### WHAT TO WORK ON
Please rewrite each line of the items below as a row in a Markdown table with the columns "No." and "Entry", numbering the rows in order and skipping blank lines. Leave the pictures out of the table.

### RECORDS FOR THIS TASK
'''
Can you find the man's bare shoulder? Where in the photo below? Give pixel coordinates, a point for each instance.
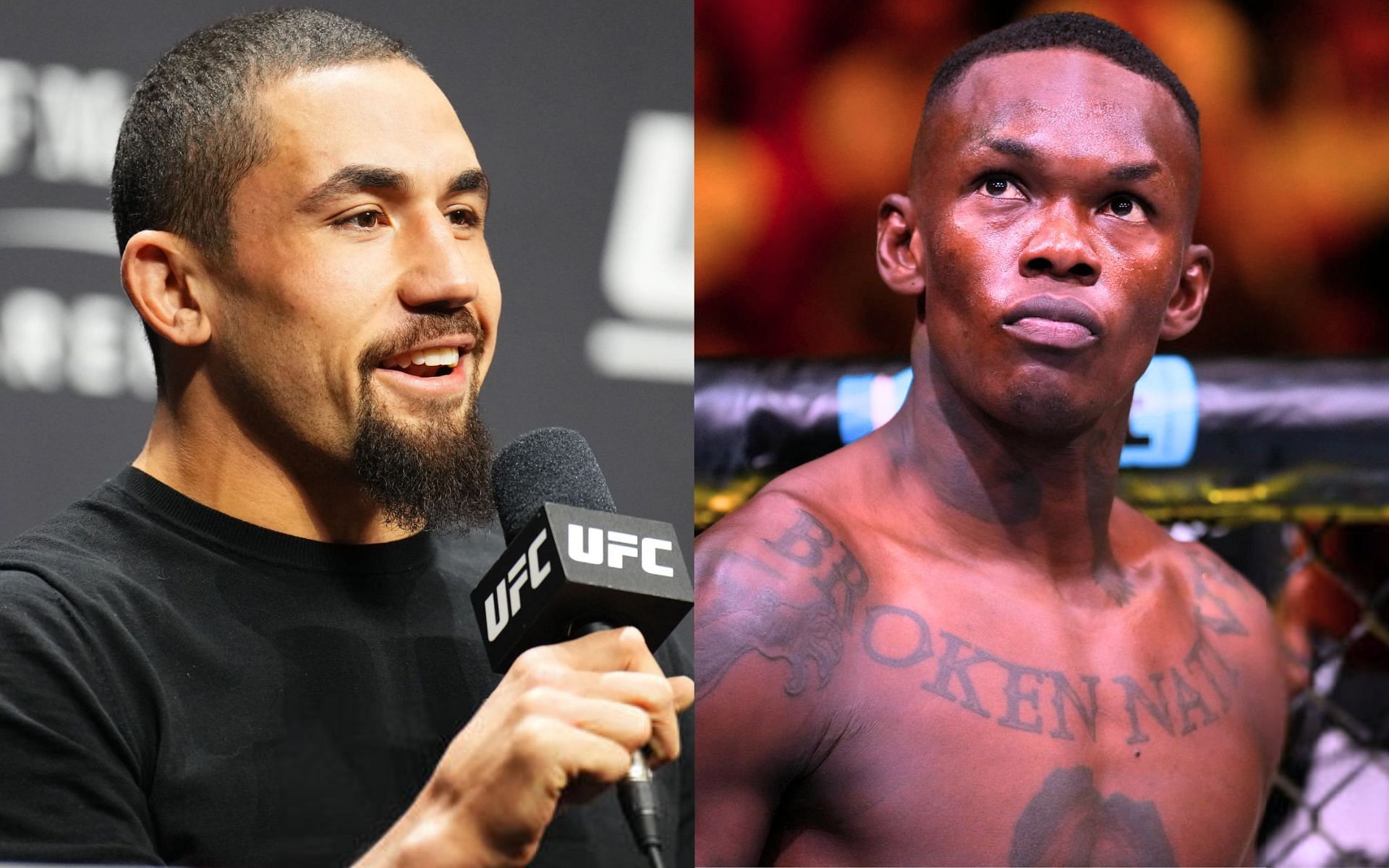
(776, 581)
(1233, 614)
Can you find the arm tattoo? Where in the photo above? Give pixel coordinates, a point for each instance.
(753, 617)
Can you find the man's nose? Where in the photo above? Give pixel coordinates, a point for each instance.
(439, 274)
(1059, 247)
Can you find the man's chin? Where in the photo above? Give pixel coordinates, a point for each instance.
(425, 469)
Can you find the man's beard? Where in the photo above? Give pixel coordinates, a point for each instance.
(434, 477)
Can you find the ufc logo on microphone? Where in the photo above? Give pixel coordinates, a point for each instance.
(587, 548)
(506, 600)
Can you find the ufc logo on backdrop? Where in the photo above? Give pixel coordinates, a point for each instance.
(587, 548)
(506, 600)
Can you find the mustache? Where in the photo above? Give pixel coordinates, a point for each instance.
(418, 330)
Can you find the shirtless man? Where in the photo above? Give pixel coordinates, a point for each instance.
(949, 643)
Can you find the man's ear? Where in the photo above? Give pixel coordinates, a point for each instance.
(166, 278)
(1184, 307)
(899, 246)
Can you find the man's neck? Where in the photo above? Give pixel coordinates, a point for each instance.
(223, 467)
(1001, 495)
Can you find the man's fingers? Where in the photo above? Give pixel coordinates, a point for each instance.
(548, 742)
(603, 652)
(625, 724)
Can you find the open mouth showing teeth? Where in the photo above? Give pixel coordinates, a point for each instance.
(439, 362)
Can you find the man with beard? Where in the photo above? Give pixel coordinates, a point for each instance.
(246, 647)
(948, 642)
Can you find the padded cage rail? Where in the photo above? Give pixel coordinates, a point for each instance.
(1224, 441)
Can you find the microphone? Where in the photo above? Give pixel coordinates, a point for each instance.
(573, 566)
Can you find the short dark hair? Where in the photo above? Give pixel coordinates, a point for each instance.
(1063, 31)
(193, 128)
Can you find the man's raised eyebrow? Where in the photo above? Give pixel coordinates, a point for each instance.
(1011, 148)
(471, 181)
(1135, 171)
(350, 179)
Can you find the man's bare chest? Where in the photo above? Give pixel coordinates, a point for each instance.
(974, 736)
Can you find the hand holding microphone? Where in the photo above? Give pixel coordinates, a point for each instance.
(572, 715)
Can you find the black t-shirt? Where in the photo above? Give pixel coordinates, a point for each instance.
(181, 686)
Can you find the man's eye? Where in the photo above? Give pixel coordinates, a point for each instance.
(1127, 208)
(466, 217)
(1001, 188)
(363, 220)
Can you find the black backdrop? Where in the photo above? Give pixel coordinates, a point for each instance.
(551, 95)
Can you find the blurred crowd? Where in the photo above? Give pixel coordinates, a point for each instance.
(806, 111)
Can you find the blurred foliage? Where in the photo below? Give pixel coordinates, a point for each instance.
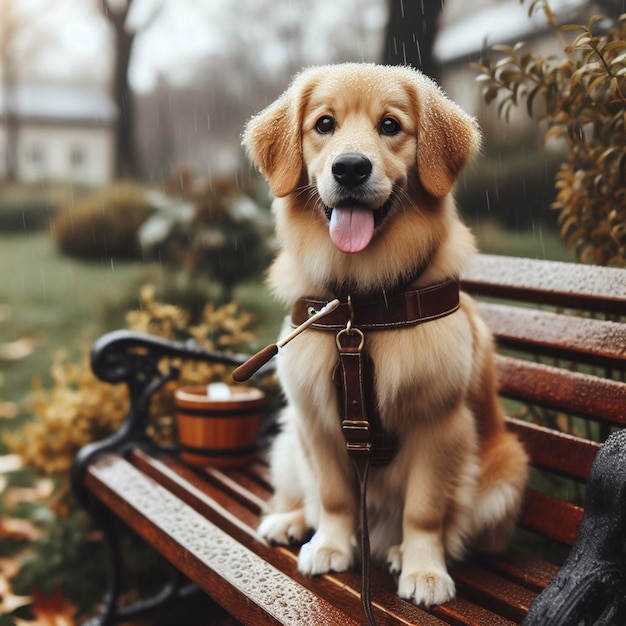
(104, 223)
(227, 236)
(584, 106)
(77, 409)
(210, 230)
'''
### RESPONSE
| No. | Entry |
|---|---|
| 1 | Can you find the man's bare shoulder? Where in the photo below? Give pixel coordinates, a point for each instance. |
| 2 | (776, 581) |
| 3 | (1233, 614) |
| 4 | Can you find the arm tattoo? Where in the photo above? Give pixel coordinates, a point for each instance. |
| 5 | (753, 617) |
| 6 | Can you find the man's nose? Where in the photo above? Give pixel coordinates, a point for each instance. |
| 7 | (439, 274) |
| 8 | (1059, 247) |
| 9 | Can you find the man's chin? Where in the photo above? Give pixel coordinates, a point for each instance. |
| 10 | (425, 469) |
| 11 | Can you find the man's beard? Where in the photo above? Give pixel coordinates, a point for each instance. |
| 12 | (434, 477) |
| 13 | Can you find the ufc logo on microphone? Where in the photo above? Give pixel coordinates, a point for each instance. |
| 14 | (587, 548) |
| 15 | (506, 600) |
| 16 | Can you find the ufc logo on backdrop? Where in the photo above? Give pixel coordinates, a point for each instance. |
| 17 | (587, 548) |
| 18 | (506, 600) |
| 19 | Can you find the mustache? Where in the photo above? Give pixel coordinates, a point for each instance. |
| 20 | (418, 330) |
| 21 | Can you find the shirtless man? Where in the photo above? Give pixel coordinates, a point for each instance. |
| 22 | (949, 643) |
| 23 | Can you find the man's ear? Where in the photo above? Give pixel coordinates, a point for each instance. |
| 24 | (166, 278) |
| 25 | (1184, 307) |
| 26 | (899, 246) |
| 27 | Can you find the man's neck? Where in the photo above? Give pixel coordinates, a point for each instance. |
| 28 | (223, 467) |
| 29 | (1001, 495) |
| 30 | Can you find the man's fingers? Where in the photo above? Give pixel coordinates, a point for each instance. |
| 31 | (548, 742) |
| 32 | (603, 652) |
| 33 | (625, 724) |
| 34 | Can you find the open mouth showing teeth? Where in the photo above? Give pixel coordinates, a point for each instance. |
| 35 | (439, 362) |
| 36 | Can you find the man with beard? Where in the photo above? Give pixel coordinates, a point for each instance. |
| 37 | (246, 647) |
| 38 | (948, 642) |
| 39 | Can you find the padded cage rail? Where in the photo above? Give pixel coordinates, a point for each instance. |
| 40 | (1224, 441) |
| 41 | Can you find the microphone? Where in the photo above? Give pixel coordinates, a point for each instance. |
| 42 | (573, 566) |
| 43 | Can you find the short dark hair? Where in the photo above? Give pixel coordinates, a point for each instance. |
| 44 | (1063, 31) |
| 45 | (193, 128) |
| 46 | Can you find the man's raised eyebrow? Where in the photo above? Give pixel coordinates, a point for each instance. |
| 47 | (1011, 148) |
| 48 | (471, 181) |
| 49 | (1135, 171) |
| 50 | (350, 179) |
| 51 | Can you find the man's bare chest? Where in the photo above? Give pixel coordinates, a point for each instance. |
| 52 | (974, 736) |
| 53 | Can you find the hand holding microphone? Where in the photo above? Give pixel coordinates, a point for each instance. |
| 54 | (572, 715) |
| 55 | Can you find the black t-shirt? Where in the photo above? Give pixel coordinates, a point for each instance. |
| 56 | (181, 686) |
| 57 | Can you find the man's eye? Where in the photo above? Give pixel coordinates, a point for each instance. |
| 58 | (1127, 208) |
| 59 | (466, 217) |
| 60 | (1001, 188) |
| 61 | (363, 220) |
| 62 | Can you find the black backdrop? Where in the photo above? Give pixel coordinates, a point for each instance. |
| 63 | (551, 95) |
| 64 | Can you find the blurred crowd? Where in the photo above? Give pixel coordinates, a point for each instance. |
| 65 | (806, 111) |
| 66 | Can you find the blurred foliage? Where in the photo below? Give pixel coordinates, a point for each instance. |
| 67 | (104, 223) |
| 68 | (227, 236) |
| 69 | (584, 106) |
| 70 | (77, 409) |
| 71 | (210, 230) |